● **STORED DATA**:
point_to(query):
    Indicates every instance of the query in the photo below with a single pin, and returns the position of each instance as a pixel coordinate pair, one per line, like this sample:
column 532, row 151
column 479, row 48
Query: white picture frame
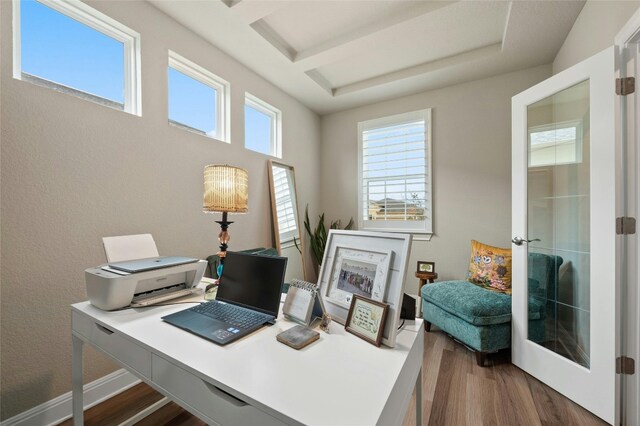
column 358, row 271
column 396, row 245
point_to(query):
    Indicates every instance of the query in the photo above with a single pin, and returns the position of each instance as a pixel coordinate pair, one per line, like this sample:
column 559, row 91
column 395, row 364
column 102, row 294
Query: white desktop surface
column 337, row 380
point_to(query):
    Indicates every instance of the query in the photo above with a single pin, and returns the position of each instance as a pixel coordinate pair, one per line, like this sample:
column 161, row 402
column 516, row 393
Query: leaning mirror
column 286, row 223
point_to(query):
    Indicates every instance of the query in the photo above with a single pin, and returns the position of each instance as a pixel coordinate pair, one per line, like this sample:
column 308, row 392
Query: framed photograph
column 426, row 266
column 366, row 319
column 357, row 246
column 357, row 272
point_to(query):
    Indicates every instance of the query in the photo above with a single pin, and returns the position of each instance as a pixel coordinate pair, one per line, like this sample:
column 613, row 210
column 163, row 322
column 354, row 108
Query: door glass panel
column 558, row 215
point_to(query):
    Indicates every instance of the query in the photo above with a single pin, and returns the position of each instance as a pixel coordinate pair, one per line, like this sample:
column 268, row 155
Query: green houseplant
column 318, row 235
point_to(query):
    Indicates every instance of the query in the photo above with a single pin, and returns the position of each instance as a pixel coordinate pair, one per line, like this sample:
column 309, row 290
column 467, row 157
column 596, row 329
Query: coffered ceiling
column 337, row 54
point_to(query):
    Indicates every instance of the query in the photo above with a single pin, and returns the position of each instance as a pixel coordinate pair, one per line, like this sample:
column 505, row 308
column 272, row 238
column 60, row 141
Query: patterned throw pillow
column 490, row 267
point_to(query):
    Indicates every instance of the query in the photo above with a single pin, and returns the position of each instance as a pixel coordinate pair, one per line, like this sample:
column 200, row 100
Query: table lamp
column 225, row 191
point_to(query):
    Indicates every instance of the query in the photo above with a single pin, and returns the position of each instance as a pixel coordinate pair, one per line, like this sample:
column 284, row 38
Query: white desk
column 338, row 380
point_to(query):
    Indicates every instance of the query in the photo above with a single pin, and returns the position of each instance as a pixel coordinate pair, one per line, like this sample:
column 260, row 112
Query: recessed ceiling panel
column 305, row 24
column 432, row 37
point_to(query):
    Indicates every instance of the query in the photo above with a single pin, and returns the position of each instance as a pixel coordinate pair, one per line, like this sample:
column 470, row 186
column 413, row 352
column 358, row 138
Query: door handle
column 518, row 241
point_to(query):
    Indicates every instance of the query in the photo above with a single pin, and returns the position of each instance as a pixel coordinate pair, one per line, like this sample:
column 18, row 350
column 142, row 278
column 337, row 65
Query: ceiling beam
column 252, row 11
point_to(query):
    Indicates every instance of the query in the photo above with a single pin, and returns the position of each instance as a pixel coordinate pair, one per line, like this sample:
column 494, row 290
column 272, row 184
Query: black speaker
column 408, row 310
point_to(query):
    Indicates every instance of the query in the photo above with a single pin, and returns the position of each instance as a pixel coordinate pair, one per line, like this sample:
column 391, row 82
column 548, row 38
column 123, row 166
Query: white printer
column 142, row 282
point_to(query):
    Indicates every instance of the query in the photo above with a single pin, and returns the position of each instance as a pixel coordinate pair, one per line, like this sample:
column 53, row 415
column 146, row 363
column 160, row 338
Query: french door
column 563, row 219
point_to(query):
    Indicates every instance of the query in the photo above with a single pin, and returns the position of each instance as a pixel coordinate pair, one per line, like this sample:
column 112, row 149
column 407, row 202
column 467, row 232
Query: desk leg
column 76, row 378
column 419, row 398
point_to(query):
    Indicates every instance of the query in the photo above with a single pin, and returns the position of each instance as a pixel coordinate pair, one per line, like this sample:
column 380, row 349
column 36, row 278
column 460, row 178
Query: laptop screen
column 252, row 281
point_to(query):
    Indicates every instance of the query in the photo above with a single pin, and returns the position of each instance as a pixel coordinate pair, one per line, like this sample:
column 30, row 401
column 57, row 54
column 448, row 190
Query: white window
column 198, row 99
column 285, row 207
column 555, row 144
column 394, row 171
column 72, row 48
column 262, row 127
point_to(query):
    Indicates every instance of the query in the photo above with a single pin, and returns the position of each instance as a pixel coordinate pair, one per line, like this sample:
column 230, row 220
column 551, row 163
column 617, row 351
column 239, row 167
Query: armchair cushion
column 474, row 304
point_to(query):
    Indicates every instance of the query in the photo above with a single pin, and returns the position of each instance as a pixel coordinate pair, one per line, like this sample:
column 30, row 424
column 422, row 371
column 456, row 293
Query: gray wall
column 471, row 166
column 593, row 31
column 74, row 171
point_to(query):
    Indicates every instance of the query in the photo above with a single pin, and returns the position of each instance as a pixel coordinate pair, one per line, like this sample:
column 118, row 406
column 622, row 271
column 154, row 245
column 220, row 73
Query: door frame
column 540, row 362
column 628, row 184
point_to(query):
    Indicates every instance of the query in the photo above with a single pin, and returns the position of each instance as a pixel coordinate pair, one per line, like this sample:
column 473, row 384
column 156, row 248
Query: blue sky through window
column 60, row 49
column 257, row 130
column 192, row 103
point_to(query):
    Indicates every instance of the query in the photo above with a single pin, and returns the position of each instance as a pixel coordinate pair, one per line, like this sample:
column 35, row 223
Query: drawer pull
column 104, row 329
column 225, row 395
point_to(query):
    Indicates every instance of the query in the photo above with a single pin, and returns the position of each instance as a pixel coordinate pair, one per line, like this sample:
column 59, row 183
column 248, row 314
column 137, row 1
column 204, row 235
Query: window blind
column 394, row 165
column 284, row 205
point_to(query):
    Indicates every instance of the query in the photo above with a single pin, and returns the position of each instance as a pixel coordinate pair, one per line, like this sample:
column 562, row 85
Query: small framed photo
column 426, row 266
column 366, row 319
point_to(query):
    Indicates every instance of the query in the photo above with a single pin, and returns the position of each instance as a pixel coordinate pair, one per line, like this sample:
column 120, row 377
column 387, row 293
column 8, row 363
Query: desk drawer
column 113, row 343
column 205, row 399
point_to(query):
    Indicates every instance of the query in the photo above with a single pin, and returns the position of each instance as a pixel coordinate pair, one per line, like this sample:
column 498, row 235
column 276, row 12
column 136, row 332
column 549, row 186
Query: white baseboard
column 59, row 409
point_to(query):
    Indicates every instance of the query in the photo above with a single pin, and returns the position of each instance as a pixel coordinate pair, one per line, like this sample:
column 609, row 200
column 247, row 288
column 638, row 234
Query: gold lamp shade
column 226, row 189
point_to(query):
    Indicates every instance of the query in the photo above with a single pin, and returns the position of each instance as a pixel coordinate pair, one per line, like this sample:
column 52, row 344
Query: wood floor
column 455, row 392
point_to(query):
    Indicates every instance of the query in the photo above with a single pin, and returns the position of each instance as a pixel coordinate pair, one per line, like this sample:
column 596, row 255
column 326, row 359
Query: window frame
column 275, row 143
column 577, row 124
column 104, row 24
column 409, row 226
column 206, row 77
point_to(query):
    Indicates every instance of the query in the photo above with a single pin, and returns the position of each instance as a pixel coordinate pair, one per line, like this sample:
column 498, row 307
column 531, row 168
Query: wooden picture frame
column 397, row 244
column 429, row 267
column 366, row 319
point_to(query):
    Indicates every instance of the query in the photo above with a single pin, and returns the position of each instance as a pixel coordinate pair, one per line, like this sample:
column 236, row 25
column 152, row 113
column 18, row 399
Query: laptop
column 248, row 297
column 151, row 263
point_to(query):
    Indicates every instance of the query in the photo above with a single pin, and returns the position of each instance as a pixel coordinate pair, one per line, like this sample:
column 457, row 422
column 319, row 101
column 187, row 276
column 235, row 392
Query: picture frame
column 399, row 247
column 357, row 271
column 426, row 266
column 366, row 319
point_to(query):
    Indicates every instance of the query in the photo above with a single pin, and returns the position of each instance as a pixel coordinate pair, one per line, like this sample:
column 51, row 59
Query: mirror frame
column 274, row 213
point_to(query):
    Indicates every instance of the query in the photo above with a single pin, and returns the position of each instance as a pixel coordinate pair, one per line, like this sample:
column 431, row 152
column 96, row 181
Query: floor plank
column 455, row 391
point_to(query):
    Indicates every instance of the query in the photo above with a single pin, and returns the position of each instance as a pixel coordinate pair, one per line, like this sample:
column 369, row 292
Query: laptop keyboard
column 234, row 315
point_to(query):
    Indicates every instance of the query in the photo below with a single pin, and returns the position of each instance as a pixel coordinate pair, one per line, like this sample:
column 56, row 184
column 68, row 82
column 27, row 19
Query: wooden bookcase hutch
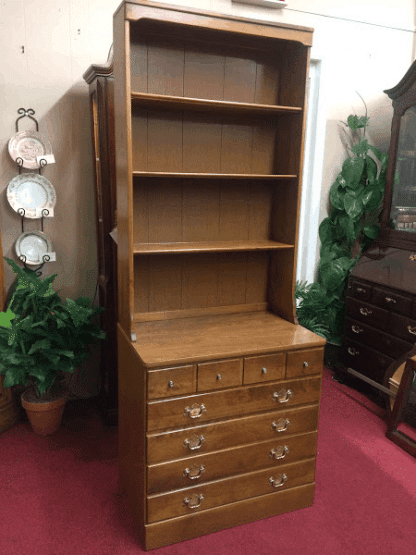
column 219, row 386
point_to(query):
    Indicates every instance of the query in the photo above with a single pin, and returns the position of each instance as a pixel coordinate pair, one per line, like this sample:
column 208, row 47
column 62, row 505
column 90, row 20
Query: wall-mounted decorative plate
column 32, row 192
column 29, row 145
column 32, row 246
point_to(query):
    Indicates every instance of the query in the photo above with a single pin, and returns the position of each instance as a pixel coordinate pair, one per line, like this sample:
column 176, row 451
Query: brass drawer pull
column 194, row 442
column 279, row 452
column 281, row 425
column 279, row 481
column 411, row 330
column 194, row 473
column 365, row 311
column 195, row 411
column 283, row 396
column 194, row 501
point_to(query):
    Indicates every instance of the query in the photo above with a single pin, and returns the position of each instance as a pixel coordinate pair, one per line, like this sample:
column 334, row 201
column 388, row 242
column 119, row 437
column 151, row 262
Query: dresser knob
column 281, row 425
column 283, row 396
column 279, row 481
column 194, row 473
column 195, row 411
column 194, row 501
column 193, row 443
column 279, row 452
column 411, row 330
column 365, row 311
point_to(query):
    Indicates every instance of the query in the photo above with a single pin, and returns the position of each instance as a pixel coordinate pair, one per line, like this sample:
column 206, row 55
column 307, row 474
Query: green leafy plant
column 43, row 337
column 351, row 226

● **WHAT TO PRODUCE**:
Would you please repeat exactly the lines above, starting at the line with "column 36, row 278" and stopping at the line with "column 154, row 245", both included?

● **OUTPUT FOR THIS TASK**:
column 36, row 278
column 460, row 178
Query: laptop screen
column 252, row 281
point_to(query):
    Indicates every instance of the query in the photo above with a single pin, and returns the position of each instance as a pixel coordinate pair, one per line, like this sample:
column 30, row 401
column 57, row 54
column 448, row 190
Query: white window
column 198, row 99
column 285, row 207
column 555, row 144
column 394, row 171
column 72, row 48
column 262, row 127
point_to(query):
    Indicates every instance of the query in the photo above with a single pin, and returns the position of each instance as a pixel coordinate pair, one per line, like this sample:
column 230, row 220
column 551, row 163
column 617, row 351
column 239, row 167
Query: armchair cushion
column 474, row 304
point_to(query):
    Indicates every instance of the query in the photo above with a single pin, and returns the position of each instance as a pixel coordinate pair, one per line, like this sample:
column 30, row 424
column 422, row 371
column 456, row 293
Query: gray wall
column 471, row 166
column 593, row 31
column 74, row 171
point_to(query):
    Indicates every instance of the query in the photo above with a single pin, and returns the position of each instance as a pixel coordinate pair, one per line, like this sample:
column 118, row 406
column 622, row 271
column 154, row 245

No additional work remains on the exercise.